Data lines:
..........

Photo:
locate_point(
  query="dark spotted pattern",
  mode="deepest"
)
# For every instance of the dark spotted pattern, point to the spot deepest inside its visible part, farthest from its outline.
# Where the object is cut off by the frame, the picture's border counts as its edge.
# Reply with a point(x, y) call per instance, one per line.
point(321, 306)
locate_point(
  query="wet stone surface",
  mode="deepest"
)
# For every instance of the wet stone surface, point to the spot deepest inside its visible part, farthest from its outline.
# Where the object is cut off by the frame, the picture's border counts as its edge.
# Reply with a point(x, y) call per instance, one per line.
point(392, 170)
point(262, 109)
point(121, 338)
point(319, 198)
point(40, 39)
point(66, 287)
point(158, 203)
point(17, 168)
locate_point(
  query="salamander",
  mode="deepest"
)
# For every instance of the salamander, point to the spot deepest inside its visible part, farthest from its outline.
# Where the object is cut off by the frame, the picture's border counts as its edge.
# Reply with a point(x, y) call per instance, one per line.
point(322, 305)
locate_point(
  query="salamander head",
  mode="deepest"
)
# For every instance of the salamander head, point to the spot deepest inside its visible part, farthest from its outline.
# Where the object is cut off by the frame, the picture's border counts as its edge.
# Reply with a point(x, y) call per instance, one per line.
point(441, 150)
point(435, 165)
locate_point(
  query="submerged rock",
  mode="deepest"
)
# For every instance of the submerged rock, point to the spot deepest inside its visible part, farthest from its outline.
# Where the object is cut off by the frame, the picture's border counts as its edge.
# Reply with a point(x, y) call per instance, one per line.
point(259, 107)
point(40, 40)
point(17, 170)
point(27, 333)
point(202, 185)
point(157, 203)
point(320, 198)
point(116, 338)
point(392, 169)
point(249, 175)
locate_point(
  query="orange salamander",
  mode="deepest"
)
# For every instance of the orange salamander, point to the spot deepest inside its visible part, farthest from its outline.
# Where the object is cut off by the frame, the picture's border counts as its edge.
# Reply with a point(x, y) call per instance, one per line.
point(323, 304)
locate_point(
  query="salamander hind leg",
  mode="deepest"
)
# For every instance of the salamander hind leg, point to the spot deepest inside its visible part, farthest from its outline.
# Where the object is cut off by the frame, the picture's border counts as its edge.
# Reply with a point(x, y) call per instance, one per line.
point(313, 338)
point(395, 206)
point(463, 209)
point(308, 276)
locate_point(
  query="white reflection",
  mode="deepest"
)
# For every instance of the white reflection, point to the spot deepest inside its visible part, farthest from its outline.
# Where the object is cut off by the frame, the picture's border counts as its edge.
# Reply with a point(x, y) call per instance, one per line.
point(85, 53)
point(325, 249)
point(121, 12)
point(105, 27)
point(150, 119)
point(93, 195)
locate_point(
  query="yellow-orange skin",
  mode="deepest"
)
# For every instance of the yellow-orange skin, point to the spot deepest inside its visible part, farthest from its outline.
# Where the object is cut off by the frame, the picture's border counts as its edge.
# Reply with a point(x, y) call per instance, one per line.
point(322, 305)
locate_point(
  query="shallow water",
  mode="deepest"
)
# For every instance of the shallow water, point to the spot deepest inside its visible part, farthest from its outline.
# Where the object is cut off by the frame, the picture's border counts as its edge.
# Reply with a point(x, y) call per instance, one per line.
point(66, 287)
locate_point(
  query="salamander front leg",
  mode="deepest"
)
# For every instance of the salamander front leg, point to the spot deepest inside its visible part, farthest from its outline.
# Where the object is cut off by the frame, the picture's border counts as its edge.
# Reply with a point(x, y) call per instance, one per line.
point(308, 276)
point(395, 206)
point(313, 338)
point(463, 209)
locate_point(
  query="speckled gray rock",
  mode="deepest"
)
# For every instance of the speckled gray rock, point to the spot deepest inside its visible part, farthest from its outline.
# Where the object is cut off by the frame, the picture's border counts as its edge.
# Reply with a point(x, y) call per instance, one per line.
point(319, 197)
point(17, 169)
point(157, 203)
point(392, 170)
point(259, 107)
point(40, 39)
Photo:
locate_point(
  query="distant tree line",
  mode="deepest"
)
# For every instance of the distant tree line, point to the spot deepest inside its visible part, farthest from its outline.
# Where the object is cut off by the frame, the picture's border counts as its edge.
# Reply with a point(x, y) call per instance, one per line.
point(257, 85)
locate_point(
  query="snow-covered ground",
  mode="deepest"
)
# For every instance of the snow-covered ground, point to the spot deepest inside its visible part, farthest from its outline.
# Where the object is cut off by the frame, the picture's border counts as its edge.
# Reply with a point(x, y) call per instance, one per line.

..........

> Aim
Copy every line above word for word, with nothing left out.

> Correct response
Photo:
locate_point(
  query="dark spotted pattern",
  mode="deepest"
)
# For every instance of the dark spotted pattern, point to the spot deepest inside its visible part, farthest from its outline.
# Where the object is cut off by the frame, the picture's border counts as its edge.
# Reply with a point(x, y) call per instance, one per line.
point(321, 306)
locate_point(
  query="wet stone surface",
  mode="deepest"
)
# For every instance of the wet stone surface, point to the spot deepest inside its visible part, farthest from its outline.
# Where the object is cut off by the frame, the picture's border counts as its edge.
# Reply with a point(x, y) call per instance, one per line.
point(392, 170)
point(262, 109)
point(121, 338)
point(319, 198)
point(40, 39)
point(66, 287)
point(158, 203)
point(17, 168)
locate_point(
  query="salamander",
  mode="deepest"
)
# For every instance of the salamander, point to the spot deepest inside its visible part, farthest from its outline.
# Where the object is cut off by the frame, the picture's border counts as its edge.
# Reply with a point(x, y) call per instance, one per line.
point(322, 305)
locate_point(
  query="salamander head",
  mode="deepest"
)
# For every instance of the salamander head, point to the spot deepest inside its visible part, farthest from its outline.
# Where the object is cut off by the frame, the picture's border counts as its edge.
# Reply with a point(x, y) call per instance, one per line.
point(441, 150)
point(435, 165)
locate_point(
  query="submerged rock",
  mode="deepest"
)
# For every instance of the submerged rock, point to the spot deepest inside its visible part, farthest from its outline.
# Where the object is cut off by the frame, the picture's border counts as its edge.
# Reply with a point(x, y) call per instance, one per line.
point(259, 107)
point(40, 40)
point(17, 170)
point(27, 333)
point(202, 185)
point(157, 203)
point(320, 198)
point(116, 338)
point(392, 169)
point(249, 175)
locate_point(
  query="orange salamander",
  mode="deepest"
)
# For every instance of the orange salamander, point to the spot deepest inside its visible part, farthest from its outline.
# Where the object is cut off by the frame, the picture's border counts as its edge.
# Reply with a point(x, y) call per instance, one per line.
point(323, 304)
locate_point(
  query="salamander hind leg",
  mode="deepest"
)
# For every instance of the salamander hind leg, point to the spot deepest inside its visible part, farthest from its outline.
# Where the object is cut off by the frame, the picture's border counts as its edge.
# Reply with a point(x, y) call per instance, one per line.
point(313, 338)
point(395, 206)
point(463, 209)
point(308, 276)
locate_point(
  query="white reflection",
  mode="deepest"
)
# For every instance of the white reflection, point to the spot deepest inside its visible part, farthest from its outline.
# Where the object is cut off by the frame, the picture's border counts as its edge.
# Reply with a point(x, y) call per instance, one per line.
point(85, 53)
point(325, 249)
point(121, 12)
point(105, 27)
point(150, 119)
point(93, 195)
locate_point(
  query="yellow-orange skin",
  mode="deepest"
)
# For every instance of the yellow-orange skin, point to the spot deepest inside its visible part, farthest from its outline.
# Where the object is cut off by the frame, the picture's border counts as its edge.
# Reply with a point(x, y) call per instance, one per line.
point(322, 305)
locate_point(
  query="shallow water",
  mode="deepest"
)
# For every instance of the shallow water, point to the spot deepest inside its visible part, farthest from its outline.
# Where the object is cut off by the frame, the picture's border counts as its edge.
# Reply with a point(x, y) call per instance, one per line.
point(66, 287)
locate_point(
  query="salamander front leg",
  mode="deepest"
)
# For every instance of the salamander front leg, point to the spot deepest inside its visible part, farthest from its outline.
# Where the object is cut off by the frame, the picture's border counts as its edge.
# Reply with a point(x, y) call per instance, one per line.
point(308, 276)
point(395, 206)
point(313, 338)
point(463, 209)
locate_point(
  query="speckled gray rock",
  mode="deepest"
)
# For every instance of the speckled gray rock, point to the spot deepest inside its visible part, farthest from its outline.
# Where the object is cut off by the frame, the picture's border counts as its edge.
# Reply with a point(x, y) call per instance, one per line.
point(319, 197)
point(17, 169)
point(157, 203)
point(392, 170)
point(259, 107)
point(40, 39)
Photo:
locate_point(
  query="distant tree line",
  mode="deepest"
)
# For every instance of the distant tree line, point to the spot deepest inside its visible part, farthest from its outline.
# Where the object is cut off by the frame, the picture's border counts as its edge.
# Reply with a point(x, y) call per instance, one per line.
point(257, 85)
locate_point(
  query="snow-covered ground",
  mode="deepest"
)
# For every instance of the snow-covered ground, point to the spot deepest inside its visible part, farthest from its outline.
# Where the object is cut off by the frame, the picture's border counts as its edge.
# Reply with a point(x, y) call per instance, one per line.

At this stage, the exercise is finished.